■ Written request
Copy the stretch of the records from the line that contains "I would be grateful if you could tag the black alloy" through the end of the records, requests included, with every pin coordinate multiplied by 2.1 and rounded to a whole number, halves going up. Leave the requests and the sample format in them unchanged.

* begin Entries supplied *

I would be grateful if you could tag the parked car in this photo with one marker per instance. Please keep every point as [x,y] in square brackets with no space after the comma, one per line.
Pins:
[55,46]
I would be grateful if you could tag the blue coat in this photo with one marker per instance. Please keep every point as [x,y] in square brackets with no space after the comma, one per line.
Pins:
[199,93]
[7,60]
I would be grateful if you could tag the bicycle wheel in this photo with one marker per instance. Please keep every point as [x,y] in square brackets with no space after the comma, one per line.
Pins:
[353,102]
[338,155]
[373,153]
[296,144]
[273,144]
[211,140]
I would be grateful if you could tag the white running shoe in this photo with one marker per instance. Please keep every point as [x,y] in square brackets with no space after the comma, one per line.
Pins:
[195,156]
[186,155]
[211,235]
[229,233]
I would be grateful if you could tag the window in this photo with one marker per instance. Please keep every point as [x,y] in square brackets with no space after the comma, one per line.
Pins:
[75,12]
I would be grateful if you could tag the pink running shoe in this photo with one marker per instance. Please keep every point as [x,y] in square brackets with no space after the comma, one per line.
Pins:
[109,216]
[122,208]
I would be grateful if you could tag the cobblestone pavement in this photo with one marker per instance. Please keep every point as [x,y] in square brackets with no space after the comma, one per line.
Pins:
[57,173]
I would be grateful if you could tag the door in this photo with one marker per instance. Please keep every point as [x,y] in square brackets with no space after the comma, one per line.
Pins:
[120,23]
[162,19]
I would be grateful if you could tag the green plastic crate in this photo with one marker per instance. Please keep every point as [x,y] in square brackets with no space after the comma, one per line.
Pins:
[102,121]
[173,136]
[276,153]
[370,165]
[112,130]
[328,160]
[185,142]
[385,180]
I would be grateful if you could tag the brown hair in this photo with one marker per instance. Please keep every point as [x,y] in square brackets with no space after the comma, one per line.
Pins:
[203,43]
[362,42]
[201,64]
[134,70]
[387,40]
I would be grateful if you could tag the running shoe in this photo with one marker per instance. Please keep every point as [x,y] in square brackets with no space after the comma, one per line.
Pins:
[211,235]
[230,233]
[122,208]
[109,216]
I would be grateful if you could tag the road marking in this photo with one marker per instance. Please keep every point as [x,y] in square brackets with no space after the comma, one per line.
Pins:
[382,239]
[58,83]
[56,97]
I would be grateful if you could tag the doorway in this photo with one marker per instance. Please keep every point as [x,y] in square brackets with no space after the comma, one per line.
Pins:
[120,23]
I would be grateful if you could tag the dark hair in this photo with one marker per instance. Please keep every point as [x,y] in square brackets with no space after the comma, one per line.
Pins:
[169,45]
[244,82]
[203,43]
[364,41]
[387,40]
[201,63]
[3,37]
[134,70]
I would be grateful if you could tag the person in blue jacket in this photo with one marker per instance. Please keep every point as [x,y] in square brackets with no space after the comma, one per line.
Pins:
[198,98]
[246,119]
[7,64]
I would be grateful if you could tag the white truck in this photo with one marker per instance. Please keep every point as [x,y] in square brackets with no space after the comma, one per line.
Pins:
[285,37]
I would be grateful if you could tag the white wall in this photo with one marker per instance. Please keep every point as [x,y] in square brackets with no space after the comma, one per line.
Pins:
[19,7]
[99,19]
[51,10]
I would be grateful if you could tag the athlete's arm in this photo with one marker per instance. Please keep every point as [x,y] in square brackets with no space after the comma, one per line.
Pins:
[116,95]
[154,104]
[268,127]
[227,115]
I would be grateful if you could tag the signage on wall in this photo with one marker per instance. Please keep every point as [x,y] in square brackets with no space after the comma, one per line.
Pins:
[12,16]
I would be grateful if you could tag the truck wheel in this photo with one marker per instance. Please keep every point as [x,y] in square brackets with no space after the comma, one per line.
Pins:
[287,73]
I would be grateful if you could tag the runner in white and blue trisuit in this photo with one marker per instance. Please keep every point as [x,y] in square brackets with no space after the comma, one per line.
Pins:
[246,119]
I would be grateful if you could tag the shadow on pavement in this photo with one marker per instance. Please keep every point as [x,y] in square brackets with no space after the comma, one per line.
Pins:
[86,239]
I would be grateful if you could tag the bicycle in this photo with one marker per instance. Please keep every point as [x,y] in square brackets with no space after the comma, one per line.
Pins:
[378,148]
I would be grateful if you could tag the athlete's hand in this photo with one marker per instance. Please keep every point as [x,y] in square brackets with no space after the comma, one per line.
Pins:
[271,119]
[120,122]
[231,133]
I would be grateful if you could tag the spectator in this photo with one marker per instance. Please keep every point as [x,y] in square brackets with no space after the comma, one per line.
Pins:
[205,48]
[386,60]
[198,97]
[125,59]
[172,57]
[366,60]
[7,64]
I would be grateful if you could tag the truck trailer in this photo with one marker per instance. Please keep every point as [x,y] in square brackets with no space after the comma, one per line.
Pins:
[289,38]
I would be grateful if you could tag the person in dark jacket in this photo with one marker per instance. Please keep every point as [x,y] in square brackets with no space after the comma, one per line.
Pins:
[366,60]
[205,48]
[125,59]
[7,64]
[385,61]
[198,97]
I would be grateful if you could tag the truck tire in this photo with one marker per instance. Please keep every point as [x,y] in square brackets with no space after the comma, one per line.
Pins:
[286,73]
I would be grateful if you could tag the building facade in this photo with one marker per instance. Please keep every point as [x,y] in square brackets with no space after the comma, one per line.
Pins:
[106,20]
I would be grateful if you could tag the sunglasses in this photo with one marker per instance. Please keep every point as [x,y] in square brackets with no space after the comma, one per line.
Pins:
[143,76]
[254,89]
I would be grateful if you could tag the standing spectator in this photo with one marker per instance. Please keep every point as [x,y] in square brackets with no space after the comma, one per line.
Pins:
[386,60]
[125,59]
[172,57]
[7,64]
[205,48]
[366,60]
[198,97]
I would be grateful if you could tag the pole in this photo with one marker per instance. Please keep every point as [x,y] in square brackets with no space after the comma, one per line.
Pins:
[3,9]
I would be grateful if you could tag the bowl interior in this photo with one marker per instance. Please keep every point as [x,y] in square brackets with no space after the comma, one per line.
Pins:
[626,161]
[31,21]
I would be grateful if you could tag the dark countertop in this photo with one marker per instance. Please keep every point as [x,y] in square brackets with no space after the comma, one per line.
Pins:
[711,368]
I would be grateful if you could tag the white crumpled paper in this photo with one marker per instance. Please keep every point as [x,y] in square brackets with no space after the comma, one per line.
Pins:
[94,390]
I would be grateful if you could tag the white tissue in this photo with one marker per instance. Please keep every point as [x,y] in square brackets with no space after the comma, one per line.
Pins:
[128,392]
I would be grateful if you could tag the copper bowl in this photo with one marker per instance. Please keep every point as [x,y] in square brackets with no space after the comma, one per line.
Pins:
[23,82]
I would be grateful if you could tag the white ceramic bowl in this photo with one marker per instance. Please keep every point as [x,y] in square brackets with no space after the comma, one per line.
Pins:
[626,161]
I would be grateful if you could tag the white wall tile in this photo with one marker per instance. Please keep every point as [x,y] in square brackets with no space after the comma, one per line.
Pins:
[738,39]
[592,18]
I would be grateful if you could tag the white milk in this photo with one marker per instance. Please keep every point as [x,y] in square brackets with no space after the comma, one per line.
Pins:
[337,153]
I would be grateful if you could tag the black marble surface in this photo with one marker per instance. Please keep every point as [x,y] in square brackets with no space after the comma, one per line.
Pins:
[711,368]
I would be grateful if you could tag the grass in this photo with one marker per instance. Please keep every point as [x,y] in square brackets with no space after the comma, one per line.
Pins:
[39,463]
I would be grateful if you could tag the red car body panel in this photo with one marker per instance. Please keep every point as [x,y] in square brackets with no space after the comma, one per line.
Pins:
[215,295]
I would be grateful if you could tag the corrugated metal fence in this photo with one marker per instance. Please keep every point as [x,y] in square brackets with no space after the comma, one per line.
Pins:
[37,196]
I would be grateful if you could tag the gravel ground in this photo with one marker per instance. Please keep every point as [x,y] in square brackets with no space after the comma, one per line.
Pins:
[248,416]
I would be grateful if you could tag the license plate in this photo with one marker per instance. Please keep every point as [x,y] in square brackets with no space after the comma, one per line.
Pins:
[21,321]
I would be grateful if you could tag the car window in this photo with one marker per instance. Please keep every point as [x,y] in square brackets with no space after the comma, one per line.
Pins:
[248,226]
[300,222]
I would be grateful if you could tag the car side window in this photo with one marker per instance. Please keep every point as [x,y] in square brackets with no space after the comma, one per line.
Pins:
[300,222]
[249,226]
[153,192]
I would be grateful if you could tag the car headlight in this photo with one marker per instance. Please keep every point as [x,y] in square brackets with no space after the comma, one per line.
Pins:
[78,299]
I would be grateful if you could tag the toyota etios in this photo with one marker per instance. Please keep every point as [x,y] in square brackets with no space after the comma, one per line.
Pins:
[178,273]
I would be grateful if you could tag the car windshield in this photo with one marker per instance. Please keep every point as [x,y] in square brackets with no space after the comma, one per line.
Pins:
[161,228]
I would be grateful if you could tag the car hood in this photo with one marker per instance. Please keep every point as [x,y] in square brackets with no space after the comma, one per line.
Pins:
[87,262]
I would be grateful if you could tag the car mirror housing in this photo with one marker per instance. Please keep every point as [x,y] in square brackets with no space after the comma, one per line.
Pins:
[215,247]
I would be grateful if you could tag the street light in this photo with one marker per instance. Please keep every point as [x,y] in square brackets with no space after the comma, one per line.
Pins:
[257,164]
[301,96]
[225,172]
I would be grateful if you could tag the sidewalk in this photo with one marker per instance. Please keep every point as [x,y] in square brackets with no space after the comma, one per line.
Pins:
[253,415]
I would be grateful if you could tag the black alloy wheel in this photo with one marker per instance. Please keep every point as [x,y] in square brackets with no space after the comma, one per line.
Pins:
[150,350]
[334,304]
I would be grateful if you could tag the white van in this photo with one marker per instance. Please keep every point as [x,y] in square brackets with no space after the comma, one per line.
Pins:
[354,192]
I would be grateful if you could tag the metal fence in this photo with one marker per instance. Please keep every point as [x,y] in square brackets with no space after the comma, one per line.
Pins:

* end Entries supplied *

■ Response
I would be grateful if you could tag the black alloy wheel in this photo with one marker per instance. Please keep every point as [x,y] in square brackets with no space after the comma, one per line.
Pins:
[315,735]
[701,638]
I would be grateful if you could tag the white van in this photo with one marker per instance. Please keep every point as [x,y] in square brackets with no space after the comma, one per line.
Pins:
[743,403]
I would be grateful if you could tag the metal fence in this photo with one marker per instance. Please keep every point as [x,y] in square brackets with no space after the comma, one per line.
Pins:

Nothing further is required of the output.